Please render each of the rows below as a JSON list of strings, one string per line, leaving out any blank lines.

Location labeling records:
— Begin —

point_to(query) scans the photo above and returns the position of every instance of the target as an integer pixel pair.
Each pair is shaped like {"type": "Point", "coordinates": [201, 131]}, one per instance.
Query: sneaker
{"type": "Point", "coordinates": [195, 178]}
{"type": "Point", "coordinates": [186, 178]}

— End —

### Exercise result
[
  "point_to(query) scans the photo above and returns the position of every instance of the target as an integer pixel pair.",
  "Each pair is shaped like {\"type\": \"Point\", \"coordinates\": [201, 131]}, one per instance.",
  "Query: sneaker",
  "{\"type\": \"Point\", \"coordinates\": [195, 178]}",
  "{\"type\": \"Point\", \"coordinates\": [186, 178]}"
]